_Data shown_.

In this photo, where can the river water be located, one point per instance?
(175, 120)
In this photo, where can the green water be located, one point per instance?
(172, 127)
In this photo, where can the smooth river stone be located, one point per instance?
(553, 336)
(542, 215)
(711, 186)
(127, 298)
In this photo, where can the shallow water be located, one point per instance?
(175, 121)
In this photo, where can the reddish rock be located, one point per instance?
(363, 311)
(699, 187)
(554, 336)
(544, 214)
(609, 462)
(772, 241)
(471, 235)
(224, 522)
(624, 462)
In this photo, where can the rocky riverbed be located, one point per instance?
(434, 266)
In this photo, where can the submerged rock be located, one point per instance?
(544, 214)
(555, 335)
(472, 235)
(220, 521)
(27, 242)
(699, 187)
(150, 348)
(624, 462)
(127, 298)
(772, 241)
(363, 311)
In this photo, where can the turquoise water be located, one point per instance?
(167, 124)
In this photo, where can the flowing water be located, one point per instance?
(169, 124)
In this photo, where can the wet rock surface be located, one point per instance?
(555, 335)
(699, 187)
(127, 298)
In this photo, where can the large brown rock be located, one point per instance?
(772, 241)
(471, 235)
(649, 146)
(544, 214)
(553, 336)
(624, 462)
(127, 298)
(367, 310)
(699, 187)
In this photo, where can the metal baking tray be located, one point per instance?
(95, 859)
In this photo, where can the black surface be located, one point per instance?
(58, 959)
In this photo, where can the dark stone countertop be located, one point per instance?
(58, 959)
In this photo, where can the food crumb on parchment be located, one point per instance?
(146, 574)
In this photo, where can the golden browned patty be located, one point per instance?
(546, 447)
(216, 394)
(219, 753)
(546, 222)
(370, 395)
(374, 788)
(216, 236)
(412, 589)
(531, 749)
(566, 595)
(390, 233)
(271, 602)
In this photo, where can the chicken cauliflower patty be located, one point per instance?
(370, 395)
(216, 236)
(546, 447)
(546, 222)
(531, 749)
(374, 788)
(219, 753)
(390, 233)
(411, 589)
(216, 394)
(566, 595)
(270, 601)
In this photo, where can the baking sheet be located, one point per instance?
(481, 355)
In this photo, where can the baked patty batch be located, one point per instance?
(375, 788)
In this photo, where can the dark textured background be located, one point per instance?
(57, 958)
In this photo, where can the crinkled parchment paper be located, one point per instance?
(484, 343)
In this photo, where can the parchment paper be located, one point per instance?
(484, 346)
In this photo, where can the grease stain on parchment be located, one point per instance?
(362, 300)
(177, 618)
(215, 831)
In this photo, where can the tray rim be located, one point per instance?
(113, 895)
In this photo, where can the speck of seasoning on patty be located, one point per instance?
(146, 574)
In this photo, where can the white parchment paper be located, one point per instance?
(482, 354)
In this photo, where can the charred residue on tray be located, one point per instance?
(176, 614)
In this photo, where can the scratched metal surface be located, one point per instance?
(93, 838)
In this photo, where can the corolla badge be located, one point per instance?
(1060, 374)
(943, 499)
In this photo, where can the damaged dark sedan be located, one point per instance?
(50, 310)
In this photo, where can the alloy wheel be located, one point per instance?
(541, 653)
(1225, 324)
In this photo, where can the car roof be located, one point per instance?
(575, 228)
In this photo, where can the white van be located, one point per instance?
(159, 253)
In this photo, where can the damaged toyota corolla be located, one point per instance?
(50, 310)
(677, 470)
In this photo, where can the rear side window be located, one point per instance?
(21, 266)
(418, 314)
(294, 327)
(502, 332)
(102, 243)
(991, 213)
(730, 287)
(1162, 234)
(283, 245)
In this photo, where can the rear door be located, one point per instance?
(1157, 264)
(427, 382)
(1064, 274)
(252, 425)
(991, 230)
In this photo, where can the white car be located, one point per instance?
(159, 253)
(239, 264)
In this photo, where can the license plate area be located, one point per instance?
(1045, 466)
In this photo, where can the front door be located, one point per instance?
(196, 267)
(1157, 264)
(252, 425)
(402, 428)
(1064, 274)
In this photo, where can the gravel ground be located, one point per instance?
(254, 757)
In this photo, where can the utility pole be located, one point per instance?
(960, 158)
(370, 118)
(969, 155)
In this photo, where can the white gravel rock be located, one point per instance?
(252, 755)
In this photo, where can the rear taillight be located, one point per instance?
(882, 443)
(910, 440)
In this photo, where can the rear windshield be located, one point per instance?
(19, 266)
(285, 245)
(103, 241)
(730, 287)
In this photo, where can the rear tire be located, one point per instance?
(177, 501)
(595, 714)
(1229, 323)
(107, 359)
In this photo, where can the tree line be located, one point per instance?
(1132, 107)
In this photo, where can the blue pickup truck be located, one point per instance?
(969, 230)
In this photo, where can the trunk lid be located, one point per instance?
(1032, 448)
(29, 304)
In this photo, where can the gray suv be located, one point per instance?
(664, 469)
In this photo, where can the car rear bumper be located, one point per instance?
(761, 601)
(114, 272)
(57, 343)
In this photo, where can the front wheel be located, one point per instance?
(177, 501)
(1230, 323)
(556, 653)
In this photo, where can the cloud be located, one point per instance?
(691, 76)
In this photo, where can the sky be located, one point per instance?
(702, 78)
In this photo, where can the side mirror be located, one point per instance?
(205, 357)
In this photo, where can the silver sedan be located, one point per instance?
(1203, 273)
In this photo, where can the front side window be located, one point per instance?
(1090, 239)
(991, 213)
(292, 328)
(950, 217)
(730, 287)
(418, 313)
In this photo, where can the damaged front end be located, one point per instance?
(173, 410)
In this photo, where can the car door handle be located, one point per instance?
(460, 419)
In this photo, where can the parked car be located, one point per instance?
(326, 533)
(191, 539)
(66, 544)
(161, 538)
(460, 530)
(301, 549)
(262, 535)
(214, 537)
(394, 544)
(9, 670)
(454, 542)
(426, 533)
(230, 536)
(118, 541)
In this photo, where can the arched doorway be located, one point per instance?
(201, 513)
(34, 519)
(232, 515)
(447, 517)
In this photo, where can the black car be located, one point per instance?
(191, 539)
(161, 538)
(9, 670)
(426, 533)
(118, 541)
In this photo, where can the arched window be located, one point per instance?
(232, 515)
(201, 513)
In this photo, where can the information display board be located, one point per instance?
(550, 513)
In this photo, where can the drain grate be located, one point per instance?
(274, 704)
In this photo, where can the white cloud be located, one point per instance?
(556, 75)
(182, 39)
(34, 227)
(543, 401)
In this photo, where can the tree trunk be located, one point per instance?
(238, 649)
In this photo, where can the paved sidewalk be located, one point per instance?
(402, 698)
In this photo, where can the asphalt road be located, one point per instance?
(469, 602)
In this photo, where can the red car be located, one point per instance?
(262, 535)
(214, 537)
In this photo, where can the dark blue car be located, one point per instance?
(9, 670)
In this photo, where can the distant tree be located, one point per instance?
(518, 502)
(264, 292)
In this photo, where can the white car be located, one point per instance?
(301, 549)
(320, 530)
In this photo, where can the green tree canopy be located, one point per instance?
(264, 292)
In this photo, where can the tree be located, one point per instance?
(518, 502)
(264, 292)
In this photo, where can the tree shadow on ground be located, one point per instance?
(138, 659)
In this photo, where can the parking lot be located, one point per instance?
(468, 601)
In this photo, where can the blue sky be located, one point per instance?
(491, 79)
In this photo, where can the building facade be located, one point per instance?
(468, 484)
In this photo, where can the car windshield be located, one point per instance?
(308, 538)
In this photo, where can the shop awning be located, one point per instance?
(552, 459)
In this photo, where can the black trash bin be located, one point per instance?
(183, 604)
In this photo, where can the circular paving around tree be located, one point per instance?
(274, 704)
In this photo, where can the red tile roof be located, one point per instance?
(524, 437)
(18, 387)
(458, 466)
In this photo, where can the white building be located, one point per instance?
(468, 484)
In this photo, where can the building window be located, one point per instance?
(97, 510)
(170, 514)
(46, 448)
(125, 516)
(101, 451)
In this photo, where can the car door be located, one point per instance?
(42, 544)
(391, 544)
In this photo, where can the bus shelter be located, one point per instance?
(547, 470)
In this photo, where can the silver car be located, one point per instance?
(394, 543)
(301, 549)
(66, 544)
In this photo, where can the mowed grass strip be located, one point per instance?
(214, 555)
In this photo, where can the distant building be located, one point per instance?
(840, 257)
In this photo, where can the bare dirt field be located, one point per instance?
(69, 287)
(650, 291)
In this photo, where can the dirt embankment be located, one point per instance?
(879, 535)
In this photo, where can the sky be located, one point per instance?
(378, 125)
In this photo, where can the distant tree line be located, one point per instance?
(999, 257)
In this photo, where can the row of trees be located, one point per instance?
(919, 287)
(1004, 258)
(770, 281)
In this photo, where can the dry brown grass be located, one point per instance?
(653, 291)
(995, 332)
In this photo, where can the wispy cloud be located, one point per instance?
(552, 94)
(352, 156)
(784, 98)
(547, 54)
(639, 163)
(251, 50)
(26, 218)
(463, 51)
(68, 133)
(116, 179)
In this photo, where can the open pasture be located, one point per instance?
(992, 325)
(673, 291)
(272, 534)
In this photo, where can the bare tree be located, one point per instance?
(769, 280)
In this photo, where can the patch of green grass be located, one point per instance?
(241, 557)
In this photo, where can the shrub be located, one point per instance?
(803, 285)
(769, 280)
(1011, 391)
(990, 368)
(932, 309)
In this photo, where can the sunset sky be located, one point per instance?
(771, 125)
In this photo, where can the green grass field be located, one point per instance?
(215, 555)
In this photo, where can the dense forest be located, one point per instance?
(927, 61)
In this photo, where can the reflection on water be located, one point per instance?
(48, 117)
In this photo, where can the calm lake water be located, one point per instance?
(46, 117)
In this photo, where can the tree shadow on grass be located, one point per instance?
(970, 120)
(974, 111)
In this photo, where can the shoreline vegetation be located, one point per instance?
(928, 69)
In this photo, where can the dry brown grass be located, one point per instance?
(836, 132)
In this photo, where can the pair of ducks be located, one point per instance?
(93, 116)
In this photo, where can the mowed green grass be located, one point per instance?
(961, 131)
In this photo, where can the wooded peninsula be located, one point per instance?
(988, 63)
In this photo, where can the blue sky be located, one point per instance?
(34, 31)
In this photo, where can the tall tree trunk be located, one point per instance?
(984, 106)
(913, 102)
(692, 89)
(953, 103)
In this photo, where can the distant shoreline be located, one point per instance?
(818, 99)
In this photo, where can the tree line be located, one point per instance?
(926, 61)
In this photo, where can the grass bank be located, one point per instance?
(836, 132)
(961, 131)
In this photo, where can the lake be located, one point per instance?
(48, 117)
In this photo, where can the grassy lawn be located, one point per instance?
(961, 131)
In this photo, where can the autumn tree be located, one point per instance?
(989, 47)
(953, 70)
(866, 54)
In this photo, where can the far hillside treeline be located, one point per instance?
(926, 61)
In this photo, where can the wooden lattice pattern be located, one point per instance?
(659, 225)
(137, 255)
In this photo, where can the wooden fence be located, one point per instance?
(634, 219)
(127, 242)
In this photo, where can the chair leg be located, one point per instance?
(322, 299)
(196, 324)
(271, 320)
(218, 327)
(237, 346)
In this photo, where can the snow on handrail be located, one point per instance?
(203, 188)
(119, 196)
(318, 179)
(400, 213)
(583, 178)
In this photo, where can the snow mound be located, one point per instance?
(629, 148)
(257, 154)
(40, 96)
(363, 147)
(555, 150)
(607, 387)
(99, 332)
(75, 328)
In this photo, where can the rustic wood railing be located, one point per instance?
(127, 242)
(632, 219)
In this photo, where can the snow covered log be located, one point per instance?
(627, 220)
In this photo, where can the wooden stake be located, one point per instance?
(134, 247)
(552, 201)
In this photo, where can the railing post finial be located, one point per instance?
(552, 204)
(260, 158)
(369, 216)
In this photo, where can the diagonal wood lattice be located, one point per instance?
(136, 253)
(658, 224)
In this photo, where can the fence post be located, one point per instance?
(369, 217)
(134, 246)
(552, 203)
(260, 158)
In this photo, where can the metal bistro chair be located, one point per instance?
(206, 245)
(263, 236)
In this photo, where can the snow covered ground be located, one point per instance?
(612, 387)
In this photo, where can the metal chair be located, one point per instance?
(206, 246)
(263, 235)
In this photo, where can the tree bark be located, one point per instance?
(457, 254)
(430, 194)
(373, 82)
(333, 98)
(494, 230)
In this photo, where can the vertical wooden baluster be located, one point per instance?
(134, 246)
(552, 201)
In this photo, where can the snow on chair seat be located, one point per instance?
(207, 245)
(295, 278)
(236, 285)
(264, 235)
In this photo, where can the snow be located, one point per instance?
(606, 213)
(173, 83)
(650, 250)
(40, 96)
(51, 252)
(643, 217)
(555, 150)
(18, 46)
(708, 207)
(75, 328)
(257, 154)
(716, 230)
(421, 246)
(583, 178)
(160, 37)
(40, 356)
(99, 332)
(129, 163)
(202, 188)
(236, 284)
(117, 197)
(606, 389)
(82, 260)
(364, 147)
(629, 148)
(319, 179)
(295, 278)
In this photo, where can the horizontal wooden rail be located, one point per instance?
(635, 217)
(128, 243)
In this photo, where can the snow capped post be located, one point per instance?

_What the exercise asks_. Retype the lines above without alteration. The first is the one containing "In this photo, where can the horizontal", and the last is the final line of the data.

_Solution_.
In this photo, where can the horizontal wooden rail be located, one point per instance?
(635, 217)
(128, 243)
In this photo, where can the snow capped post be located, one point per instance?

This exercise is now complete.